__REQUIRED WORK__
Return the run of lines below that opens with the line containing "box: [333, 148, 378, 164]" and closes with the line containing "positive clicks: (5, 45)", keeping each one exact.

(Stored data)
****************************************

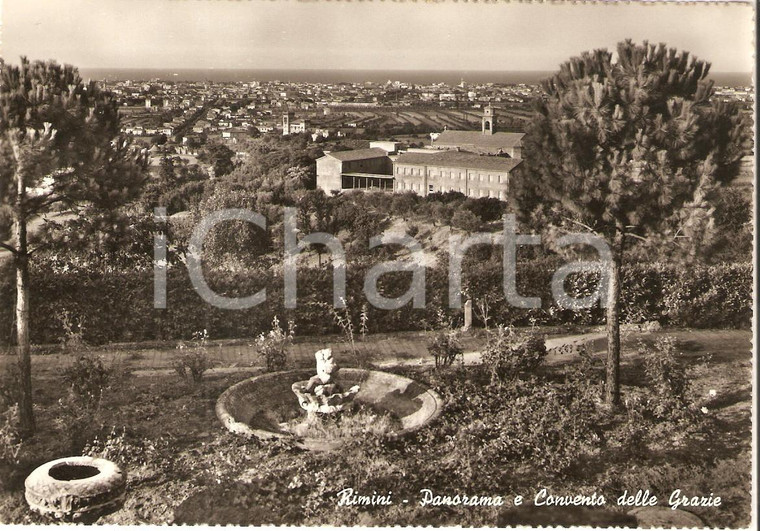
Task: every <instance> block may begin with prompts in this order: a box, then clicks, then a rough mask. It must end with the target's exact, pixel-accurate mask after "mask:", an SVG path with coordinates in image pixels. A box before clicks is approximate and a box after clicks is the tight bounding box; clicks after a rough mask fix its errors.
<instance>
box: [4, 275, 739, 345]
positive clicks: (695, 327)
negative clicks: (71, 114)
mask: <svg viewBox="0 0 760 531" xmlns="http://www.w3.org/2000/svg"><path fill="white" fill-rule="evenodd" d="M0 269H2V271H0V273H1V274H2V277H0V278H1V280H0V343H5V344H8V343H9V342H10V341H11V337H12V329H13V301H14V295H15V293H14V289H15V288H14V285H13V278H12V274H11V270H10V269H9V268H8V267H7V265H6V266H5V267H2V268H0ZM554 270H555V267H554V265H553V264H548V263H545V262H534V263H529V264H521V265H520V266H519V267H518V274H517V284H518V292H519V293H520V294H521V295H523V296H540V297H541V299H542V303H543V304H542V307H541V308H540V309H533V310H522V309H518V308H514V307H511V306H510V305H508V304H506V303H504V301H503V297H502V271H501V269H500V268H496V267H491V268H489V267H485V266H483V267H474V268H469V270H468V271H466V272H465V275H464V285H465V286H470V293H471V294H472V295H473V297H474V299H475V300H476V301H477V300H479V299H482V298H483V297H484V296H486V295H488V297H489V298H490V299H491V300H492V301H493V302H492V304H491V311H490V323H491V324H494V323H496V322H499V323H504V324H511V325H516V326H524V325H528V324H530V323H537V324H547V325H559V324H602V323H603V322H604V310H603V309H601V308H599V307H596V308H593V309H589V310H583V311H571V310H563V309H560V308H559V307H558V306H557V305H556V304H555V303H554V302H553V300H552V296H551V289H550V281H551V276H552V274H553V272H554ZM364 271H365V269H364V268H360V267H353V268H350V269H349V271H348V275H347V299H348V302H349V308H350V310H351V312H352V313H353V314H354V316H355V317H357V318H358V313H359V312H360V311H361V307H362V305H363V304H364V303H365V298H364V294H363V291H362V290H363V281H364ZM394 276H395V277H397V278H394ZM410 278H411V276H410V273H391V274H388V275H385V276H383V277H381V279H380V284H381V287H380V291H381V293H384V294H386V295H387V296H398V295H400V294H401V293H403V292H404V291H405V290H406V289H407V287H408V285H409V279H410ZM167 280H168V282H167V300H168V308H167V309H164V310H159V309H154V308H153V277H152V272H150V271H125V272H120V273H109V274H103V273H100V272H92V271H90V272H83V271H75V272H66V273H60V272H53V271H52V270H50V269H47V268H45V267H35V268H34V270H33V271H32V315H31V323H32V340H33V342H34V343H39V344H45V343H57V342H59V341H60V340H61V338H62V336H63V333H64V332H63V326H62V323H61V316H62V315H63V314H64V312H68V314H69V315H71V316H75V317H76V318H81V319H82V322H83V324H84V339H85V341H87V342H89V343H91V344H102V343H107V342H130V341H149V340H179V339H189V338H190V337H191V336H192V334H193V332H196V331H199V330H202V329H206V330H207V331H208V333H209V335H210V337H211V338H214V339H221V338H243V337H254V336H256V335H258V334H260V333H261V332H263V331H265V330H268V328H269V325H270V323H271V321H272V319H273V317H274V316H278V317H279V319H280V320H281V321H283V320H288V319H292V320H294V321H295V323H296V326H297V329H296V333H297V334H298V335H312V334H325V333H335V332H337V331H338V330H337V328H336V325H335V323H334V321H333V317H332V312H331V310H330V308H329V307H328V306H329V304H330V303H331V302H332V272H331V270H330V269H329V268H328V269H321V270H317V269H303V270H299V272H298V304H297V307H296V308H295V309H292V310H285V309H284V305H283V295H282V292H283V289H282V279H281V277H280V276H279V275H278V274H276V273H273V272H271V271H248V272H237V273H230V272H209V273H208V274H207V280H208V282H209V284H210V285H211V286H212V288H213V289H214V290H215V291H217V292H218V293H220V294H224V295H226V296H246V295H250V294H253V293H255V292H257V291H258V290H260V289H262V288H266V290H267V300H266V302H265V303H264V304H261V305H258V306H256V307H253V308H250V309H247V310H222V309H219V308H215V307H213V306H211V305H209V304H207V303H206V302H204V301H203V300H202V299H201V297H200V296H199V295H198V294H197V293H196V292H195V290H194V289H193V287H192V284H191V282H190V280H189V277H188V275H187V272H186V270H185V269H184V268H181V267H180V268H174V269H172V270H171V271H170V272H169V275H168V279H167ZM595 282H596V280H595V279H593V278H590V277H589V276H583V275H576V276H573V277H570V279H568V282H567V285H566V287H567V289H568V292H571V293H578V294H583V293H589V292H590V291H591V290H593V289H594V288H595ZM751 289H752V267H751V265H750V264H728V265H717V266H709V267H708V266H691V267H690V268H689V271H688V274H687V273H686V272H685V271H684V270H683V269H682V268H680V267H677V266H673V265H664V264H650V265H636V266H630V267H626V268H624V270H623V274H622V301H621V313H622V317H623V319H624V321H626V322H643V321H658V322H660V323H661V324H663V325H665V326H676V327H695V328H744V327H749V326H750V321H751V315H752V303H751V297H752V293H751ZM500 299H501V300H500ZM476 306H477V305H476ZM447 307H448V281H447V273H446V271H445V270H443V269H440V268H434V269H431V268H429V269H427V271H426V306H425V308H424V309H414V308H412V306H411V304H407V305H406V306H404V307H403V308H400V309H398V310H379V309H376V308H373V307H371V306H369V316H370V321H369V326H370V331H371V332H392V331H397V330H399V331H400V330H419V329H425V328H426V327H429V326H431V325H432V324H433V323H435V322H436V317H437V314H438V310H439V309H441V308H442V309H444V310H445V312H446V313H448V315H449V316H450V317H452V318H461V310H449V309H447ZM475 317H476V323H477V321H478V319H479V312H477V311H476V316H475Z"/></svg>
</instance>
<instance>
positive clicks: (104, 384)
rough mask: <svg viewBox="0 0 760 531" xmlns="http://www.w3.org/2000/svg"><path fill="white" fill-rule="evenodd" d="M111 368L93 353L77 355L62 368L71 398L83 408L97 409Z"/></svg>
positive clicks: (63, 377)
mask: <svg viewBox="0 0 760 531" xmlns="http://www.w3.org/2000/svg"><path fill="white" fill-rule="evenodd" d="M111 375H112V370H111V369H110V368H108V367H106V366H105V364H104V363H103V360H102V359H101V358H100V357H98V356H94V355H90V354H85V355H82V356H79V357H78V358H77V359H76V361H74V363H72V364H71V365H70V366H69V367H67V368H66V369H64V370H63V381H64V383H65V384H66V385H67V386H68V387H69V390H70V392H71V395H72V398H73V399H74V400H75V401H76V402H78V403H79V405H81V406H82V407H83V408H84V409H85V410H91V409H97V407H98V406H99V405H100V400H101V398H102V396H103V390H104V389H106V387H107V386H108V383H109V381H110V379H111Z"/></svg>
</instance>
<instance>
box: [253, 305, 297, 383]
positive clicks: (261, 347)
mask: <svg viewBox="0 0 760 531" xmlns="http://www.w3.org/2000/svg"><path fill="white" fill-rule="evenodd" d="M294 334H295V325H294V324H293V321H288V330H287V332H286V331H285V330H283V329H282V327H281V326H280V321H279V319H277V316H275V318H274V319H272V329H271V330H270V331H269V332H268V333H267V334H263V333H262V334H261V335H260V336H259V337H258V338H257V339H256V344H257V346H258V348H259V354H260V355H261V357H262V358H264V367H265V368H266V372H277V371H281V370H283V369H285V366H286V365H287V350H288V347H289V346H290V345H292V344H293V335H294Z"/></svg>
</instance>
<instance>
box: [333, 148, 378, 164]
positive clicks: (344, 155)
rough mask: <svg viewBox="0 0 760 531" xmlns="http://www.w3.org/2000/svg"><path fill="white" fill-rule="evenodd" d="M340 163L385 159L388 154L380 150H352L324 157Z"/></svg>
mask: <svg viewBox="0 0 760 531" xmlns="http://www.w3.org/2000/svg"><path fill="white" fill-rule="evenodd" d="M326 156H327V157H333V158H336V159H338V160H340V161H343V162H347V161H351V160H362V159H376V158H378V157H387V156H388V152H387V151H385V150H384V149H380V148H367V149H353V150H351V151H332V152H330V153H328V154H327V155H326Z"/></svg>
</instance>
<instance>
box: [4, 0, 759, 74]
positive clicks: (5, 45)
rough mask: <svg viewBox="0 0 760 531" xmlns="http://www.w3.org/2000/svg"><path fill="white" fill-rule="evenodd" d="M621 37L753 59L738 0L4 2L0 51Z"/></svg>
mask: <svg viewBox="0 0 760 531" xmlns="http://www.w3.org/2000/svg"><path fill="white" fill-rule="evenodd" d="M572 28H575V29H572ZM625 38H632V39H633V40H634V41H639V42H640V41H643V40H649V41H650V42H665V43H666V44H667V45H668V46H671V47H675V48H678V49H682V50H688V51H690V52H691V53H692V54H694V55H696V56H697V57H699V58H700V59H704V60H706V61H709V62H710V63H712V70H713V71H714V72H751V71H753V67H754V63H753V57H752V55H753V54H752V49H753V48H752V43H753V5H752V4H749V3H742V4H737V3H734V4H723V5H714V4H706V5H694V4H692V5H689V6H688V7H687V6H679V5H673V4H669V5H663V4H655V5H653V4H634V5H614V6H613V5H603V4H589V5H586V4H464V3H451V2H449V3H442V4H425V5H418V4H416V3H366V2H353V3H332V2H316V3H315V2H304V3H293V2H267V3H264V2H260V3H253V2H193V3H190V2H172V1H159V2H146V1H144V0H135V1H132V2H114V1H108V0H100V1H98V2H93V1H91V0H72V1H70V2H66V3H49V2H43V1H41V0H31V1H26V2H21V1H19V0H10V1H9V0H6V1H5V2H3V4H2V41H1V43H0V46H2V48H0V50H1V52H2V56H3V57H4V58H5V59H6V60H8V61H10V62H16V61H17V60H18V57H19V56H21V55H26V56H28V57H30V58H31V59H49V58H52V59H56V60H58V61H59V62H65V63H71V64H74V65H76V66H78V67H80V68H90V69H95V68H179V69H279V68H281V69H331V70H385V69H389V70H469V71H488V70H511V71H545V70H554V69H556V68H557V67H558V66H559V64H561V63H562V62H563V61H565V60H566V59H567V58H569V57H571V56H575V55H578V54H580V53H581V52H583V51H585V50H591V49H596V48H607V49H610V50H614V47H615V44H616V43H617V42H618V41H620V40H623V39H625Z"/></svg>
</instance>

****************************************

__WRITTEN RESPONSE__
box: [333, 148, 378, 164]
positive clicks: (344, 155)
rough mask: <svg viewBox="0 0 760 531" xmlns="http://www.w3.org/2000/svg"><path fill="white" fill-rule="evenodd" d="M340 163L385 159L388 154L380 150H352L324 157Z"/></svg>
mask: <svg viewBox="0 0 760 531" xmlns="http://www.w3.org/2000/svg"><path fill="white" fill-rule="evenodd" d="M326 156H327V157H333V158H336V159H338V160H340V161H343V162H347V161H351V160H362V159H376V158H378V157H387V156H388V152H387V151H385V150H384V149H380V148H367V149H353V150H351V151H332V152H330V153H328V154H327V155H326Z"/></svg>
</instance>
<instance>
box: [4, 0, 759, 74]
positive clicks: (5, 45)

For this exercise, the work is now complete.